Dietrich (December 22, 1916-May 21, 2003) was an impressionist whose prolific and diverse works encompassed oil paintings, serigraphs, etchings, illustrations, drawings, and scenic and textile designs. His range of subjects included floral fantasies, landscapes, cityscapes, horses, people, sailboats and sporting scenes depicted through a harmonious interplay of color, shadow and light that informed over 2,000 works.
Born Dietrich Hermann Grunewald in Oskarstöm, Sweden, to a German textile engineer and his wife, Dietrich became interested in art at the age of 14 and later studied in Stockholm at Welamson’s Art School between 1933 and 1935. Upon graduation he worked at an advertising agency, where he produced concept designs and illustrations. In 1938 at the urging of his father, he immigrated to the United States where he briefly attended the American Academy of Art in Chicago. However, dissatisfied with the commercial focus of the curriculum, he decided to move west to San Francisco. Once there, he enrolled in a local art school, where he studied anatomical drawing and created etchings depicting scenes of daily life in the city. In 1939, he was commissioned to create scenic designs for the Royal Danish Opera production of “Himmelhøj” as part of the Golden Gate International Exposition. It was also during this year that he had his first exhibition of etchings at the Courvoisier Gallery in San Francisco.
In 1942, Dietrich relocated to Los Angeles and worked at 20th Century Fox making blueprints of scenic designs. Following his work for Fox, he was hired by Paramount Pictures to produce storyboards and continuity sketches for “For Whom the Bell Tolls.” As America became immersed in World War II, Dietrich found himself relocated to shipyards in Portland, Oregon, and Richmond, California, where he produced projection drawings of naval vessels for the U.S. Department of Defense. He returned to Los Angeles in 1944, and contributed storyboard and continuity sketches for Goldwyn Studios’ “Up in Arms” and “The Princess and the Pirate.” After working at Goldwyn, Dietrich was engaged by Walt Disney Studios to create matte drawings for the live action sequences of the experimental film “Song of the South.”
The postwar years resulted in a flurry of activity for Dietrich, who expanded his artistic capabilities into the realm of textile design. At the suggestion of costume designer, Edith Head, he gained an introduction to notable textile designer and weaver, Dorothy Liebes, which in turn led to a series of important commissions from Liebes, T.H. Robsjohn Gibbings, Wilton T. Owen, Morley-Fletcher and the Celanese Corporation. His subsequent designs for wallpaper, drapery and upholstery patterns included Asian-inspired motives of cherry, pine and ming trees, Southwestern pueblos, Peruvian-inspired florals and Midwestern farm scenes. A select group of these designs received national attention and were exhibited at the Metropolitan Museum of Art and Museum of Modern Art in New York, the Art Institute of Chicago and other major U.S. cities. Responding to the increased demand for his work, he opened Dietrich Studios in Los Angeles in 1948. Commissions over the next seven years included textile designs for various U.S. Embassies, President Truman’s “Little White House” in Key West; the Governor’s Palace in Manila, Philippines, the S.S. United States, the Ambassador Hotel and Prudential Building in Los Angeles, the Beverly Hills Hotel, the Tropicana and Flamingo hotels in Las Vegas, and the St. Francis Hotel in San Francisco.

Objective 1
Reproduce verbatim the passage of the biography of Dietrich starting with "Dietrich (December 22, 1916-May" and going on through "over 2,000 works.".
Objective 2
According to the biography of Dietrich, in what year did he open Dietrich Studios in Los Angeles?
The records that follow bear no relation to the biography of Dietrich.

Point annotation dataset records:
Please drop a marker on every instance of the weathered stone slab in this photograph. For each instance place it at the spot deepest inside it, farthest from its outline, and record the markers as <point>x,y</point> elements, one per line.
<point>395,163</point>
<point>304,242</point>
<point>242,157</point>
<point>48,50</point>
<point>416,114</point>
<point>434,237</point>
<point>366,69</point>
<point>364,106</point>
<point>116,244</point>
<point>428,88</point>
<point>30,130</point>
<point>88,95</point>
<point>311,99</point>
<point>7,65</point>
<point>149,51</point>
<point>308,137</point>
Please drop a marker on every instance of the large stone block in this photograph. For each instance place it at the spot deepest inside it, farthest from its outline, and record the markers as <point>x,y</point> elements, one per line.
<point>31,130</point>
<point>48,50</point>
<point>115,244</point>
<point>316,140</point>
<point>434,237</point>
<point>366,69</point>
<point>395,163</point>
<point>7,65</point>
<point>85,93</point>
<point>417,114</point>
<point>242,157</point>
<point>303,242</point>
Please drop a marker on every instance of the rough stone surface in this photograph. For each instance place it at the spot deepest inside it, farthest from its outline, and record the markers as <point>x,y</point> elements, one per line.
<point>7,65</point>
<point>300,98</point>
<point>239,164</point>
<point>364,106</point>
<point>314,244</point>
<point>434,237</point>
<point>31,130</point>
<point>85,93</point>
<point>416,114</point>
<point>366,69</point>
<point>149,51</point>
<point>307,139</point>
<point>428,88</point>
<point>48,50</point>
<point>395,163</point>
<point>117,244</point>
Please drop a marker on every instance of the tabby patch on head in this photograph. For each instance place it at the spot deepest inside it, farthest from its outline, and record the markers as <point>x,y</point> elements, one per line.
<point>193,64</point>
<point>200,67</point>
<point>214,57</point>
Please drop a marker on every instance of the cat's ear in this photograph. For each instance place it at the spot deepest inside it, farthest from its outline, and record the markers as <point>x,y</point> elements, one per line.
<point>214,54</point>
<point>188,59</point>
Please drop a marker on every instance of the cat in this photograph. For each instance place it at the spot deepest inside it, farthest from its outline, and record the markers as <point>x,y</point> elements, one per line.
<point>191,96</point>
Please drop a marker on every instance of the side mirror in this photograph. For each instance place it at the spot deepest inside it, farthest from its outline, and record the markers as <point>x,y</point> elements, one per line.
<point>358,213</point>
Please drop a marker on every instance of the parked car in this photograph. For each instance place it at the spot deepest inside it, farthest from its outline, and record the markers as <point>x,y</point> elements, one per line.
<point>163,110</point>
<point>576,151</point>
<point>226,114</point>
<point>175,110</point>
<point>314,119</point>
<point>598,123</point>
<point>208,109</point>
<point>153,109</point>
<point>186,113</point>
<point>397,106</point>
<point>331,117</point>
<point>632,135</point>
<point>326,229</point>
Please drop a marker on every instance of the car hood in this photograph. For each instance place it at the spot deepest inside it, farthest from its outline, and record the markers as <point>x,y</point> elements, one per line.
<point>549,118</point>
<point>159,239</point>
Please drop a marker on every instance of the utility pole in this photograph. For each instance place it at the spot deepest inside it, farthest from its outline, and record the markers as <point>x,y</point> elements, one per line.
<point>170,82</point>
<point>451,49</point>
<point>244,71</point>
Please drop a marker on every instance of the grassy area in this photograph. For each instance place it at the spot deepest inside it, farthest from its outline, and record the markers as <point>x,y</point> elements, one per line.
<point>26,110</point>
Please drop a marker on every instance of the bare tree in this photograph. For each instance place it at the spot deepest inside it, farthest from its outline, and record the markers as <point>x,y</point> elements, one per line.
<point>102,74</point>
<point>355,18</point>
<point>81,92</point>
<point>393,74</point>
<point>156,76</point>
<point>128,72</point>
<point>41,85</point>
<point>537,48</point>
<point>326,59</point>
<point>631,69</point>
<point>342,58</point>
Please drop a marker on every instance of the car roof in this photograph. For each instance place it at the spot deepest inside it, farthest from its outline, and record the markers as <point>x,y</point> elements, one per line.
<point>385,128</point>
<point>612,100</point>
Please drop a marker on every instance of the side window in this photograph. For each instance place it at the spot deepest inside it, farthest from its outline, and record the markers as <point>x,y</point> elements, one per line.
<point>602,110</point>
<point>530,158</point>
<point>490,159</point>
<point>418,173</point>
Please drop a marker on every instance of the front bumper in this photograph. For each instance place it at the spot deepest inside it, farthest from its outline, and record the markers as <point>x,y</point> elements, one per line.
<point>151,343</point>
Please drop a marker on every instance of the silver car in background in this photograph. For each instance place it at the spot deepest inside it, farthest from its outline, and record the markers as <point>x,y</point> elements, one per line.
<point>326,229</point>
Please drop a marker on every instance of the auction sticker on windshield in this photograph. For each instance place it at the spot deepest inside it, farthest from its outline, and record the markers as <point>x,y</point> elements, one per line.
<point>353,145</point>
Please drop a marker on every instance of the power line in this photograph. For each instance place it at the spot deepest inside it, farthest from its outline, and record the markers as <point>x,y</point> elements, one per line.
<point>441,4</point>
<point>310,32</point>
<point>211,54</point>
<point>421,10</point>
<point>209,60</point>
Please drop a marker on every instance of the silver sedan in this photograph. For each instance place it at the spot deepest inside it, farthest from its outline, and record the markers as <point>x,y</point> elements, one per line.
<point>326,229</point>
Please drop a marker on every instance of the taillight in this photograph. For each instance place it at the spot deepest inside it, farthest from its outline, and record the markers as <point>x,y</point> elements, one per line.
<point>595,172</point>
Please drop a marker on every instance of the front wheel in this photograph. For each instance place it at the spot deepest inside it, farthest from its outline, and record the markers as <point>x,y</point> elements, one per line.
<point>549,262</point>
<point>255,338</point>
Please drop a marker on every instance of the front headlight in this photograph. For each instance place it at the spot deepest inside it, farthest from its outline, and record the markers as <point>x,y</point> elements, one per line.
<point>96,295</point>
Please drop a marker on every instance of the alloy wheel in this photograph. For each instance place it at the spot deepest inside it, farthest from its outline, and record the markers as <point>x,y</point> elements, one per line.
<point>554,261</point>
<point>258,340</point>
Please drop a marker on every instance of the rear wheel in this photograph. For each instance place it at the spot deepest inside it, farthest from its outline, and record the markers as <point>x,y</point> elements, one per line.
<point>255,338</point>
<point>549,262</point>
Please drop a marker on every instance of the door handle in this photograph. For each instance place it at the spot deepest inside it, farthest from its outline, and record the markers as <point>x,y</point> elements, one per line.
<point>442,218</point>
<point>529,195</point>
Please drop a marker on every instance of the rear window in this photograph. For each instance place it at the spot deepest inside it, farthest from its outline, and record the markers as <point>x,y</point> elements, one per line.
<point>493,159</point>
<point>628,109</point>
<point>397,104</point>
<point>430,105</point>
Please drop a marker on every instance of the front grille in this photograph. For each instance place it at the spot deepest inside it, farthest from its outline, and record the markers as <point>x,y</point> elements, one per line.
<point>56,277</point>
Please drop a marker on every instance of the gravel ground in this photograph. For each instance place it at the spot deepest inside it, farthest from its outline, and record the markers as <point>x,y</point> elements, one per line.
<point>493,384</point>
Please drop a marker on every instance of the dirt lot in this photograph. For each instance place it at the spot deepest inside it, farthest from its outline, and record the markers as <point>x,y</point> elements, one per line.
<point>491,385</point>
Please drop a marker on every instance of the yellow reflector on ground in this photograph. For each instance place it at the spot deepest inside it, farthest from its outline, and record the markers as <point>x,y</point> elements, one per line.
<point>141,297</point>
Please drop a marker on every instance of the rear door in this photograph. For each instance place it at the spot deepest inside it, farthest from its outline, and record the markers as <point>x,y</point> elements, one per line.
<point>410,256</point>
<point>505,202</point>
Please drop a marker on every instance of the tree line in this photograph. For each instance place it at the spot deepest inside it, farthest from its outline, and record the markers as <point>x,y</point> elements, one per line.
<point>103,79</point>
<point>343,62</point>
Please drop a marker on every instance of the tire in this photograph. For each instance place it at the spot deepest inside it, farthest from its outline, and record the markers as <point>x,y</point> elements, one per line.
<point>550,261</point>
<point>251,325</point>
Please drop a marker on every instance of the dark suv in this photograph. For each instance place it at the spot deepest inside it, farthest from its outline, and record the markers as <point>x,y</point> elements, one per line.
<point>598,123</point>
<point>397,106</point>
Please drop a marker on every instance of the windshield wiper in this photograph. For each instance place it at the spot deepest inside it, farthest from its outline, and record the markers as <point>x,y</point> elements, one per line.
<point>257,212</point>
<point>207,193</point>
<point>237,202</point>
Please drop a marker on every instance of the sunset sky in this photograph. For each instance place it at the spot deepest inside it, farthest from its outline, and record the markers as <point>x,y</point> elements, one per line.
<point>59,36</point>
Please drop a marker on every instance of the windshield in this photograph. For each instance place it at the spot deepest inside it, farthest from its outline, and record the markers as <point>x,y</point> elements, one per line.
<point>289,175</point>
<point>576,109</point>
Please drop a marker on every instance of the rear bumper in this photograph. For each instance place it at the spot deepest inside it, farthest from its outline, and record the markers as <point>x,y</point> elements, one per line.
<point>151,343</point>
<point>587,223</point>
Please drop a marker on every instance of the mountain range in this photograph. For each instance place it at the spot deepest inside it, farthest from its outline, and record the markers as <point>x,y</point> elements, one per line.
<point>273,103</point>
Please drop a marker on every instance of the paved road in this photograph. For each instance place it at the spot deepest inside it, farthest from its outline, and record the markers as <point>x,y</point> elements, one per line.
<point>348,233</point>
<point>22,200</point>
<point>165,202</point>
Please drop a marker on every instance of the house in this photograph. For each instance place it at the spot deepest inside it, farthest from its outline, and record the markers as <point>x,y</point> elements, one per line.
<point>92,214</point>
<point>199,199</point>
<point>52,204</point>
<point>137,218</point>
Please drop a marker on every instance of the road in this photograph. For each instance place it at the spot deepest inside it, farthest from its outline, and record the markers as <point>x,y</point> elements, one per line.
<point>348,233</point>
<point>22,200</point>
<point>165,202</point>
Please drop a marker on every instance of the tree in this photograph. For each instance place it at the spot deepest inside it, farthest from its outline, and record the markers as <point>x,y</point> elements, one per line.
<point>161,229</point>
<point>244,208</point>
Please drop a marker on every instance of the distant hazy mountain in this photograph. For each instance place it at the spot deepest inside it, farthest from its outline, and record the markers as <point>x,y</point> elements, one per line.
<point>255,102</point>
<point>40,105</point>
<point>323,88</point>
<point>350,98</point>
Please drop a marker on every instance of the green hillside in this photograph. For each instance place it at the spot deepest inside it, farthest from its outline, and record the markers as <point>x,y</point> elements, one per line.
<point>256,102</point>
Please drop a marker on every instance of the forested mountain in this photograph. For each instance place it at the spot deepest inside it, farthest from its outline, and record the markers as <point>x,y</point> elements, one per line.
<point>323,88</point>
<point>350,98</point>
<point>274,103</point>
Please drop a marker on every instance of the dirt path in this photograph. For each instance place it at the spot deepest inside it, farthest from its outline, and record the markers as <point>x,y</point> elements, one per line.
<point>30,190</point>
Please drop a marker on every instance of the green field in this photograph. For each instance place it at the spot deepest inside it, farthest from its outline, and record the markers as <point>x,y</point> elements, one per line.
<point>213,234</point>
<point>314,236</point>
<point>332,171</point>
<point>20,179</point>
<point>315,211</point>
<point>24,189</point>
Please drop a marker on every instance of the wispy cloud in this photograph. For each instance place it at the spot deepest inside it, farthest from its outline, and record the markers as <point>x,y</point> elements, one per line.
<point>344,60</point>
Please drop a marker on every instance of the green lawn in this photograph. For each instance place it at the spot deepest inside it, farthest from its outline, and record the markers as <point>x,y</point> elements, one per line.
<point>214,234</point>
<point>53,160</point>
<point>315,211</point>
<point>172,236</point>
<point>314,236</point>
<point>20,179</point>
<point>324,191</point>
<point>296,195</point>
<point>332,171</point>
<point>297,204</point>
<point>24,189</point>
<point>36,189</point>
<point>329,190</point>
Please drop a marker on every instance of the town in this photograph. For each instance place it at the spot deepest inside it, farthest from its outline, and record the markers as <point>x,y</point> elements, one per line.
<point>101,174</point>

Solution 1
Dietrich (December 22, 1916-May 21, 2003) was an impressionist whose prolific and diverse works encompassed oil paintings, serigraphs, etchings, illustrations, drawings, and scenic and textile designs. His range of subjects included floral fantasies, landscapes, cityscapes, horses, people, sailboats and sporting scenes depicted through a harmonious interplay of color, shadow and light that informed over 2,000 works.

Solution 2
1948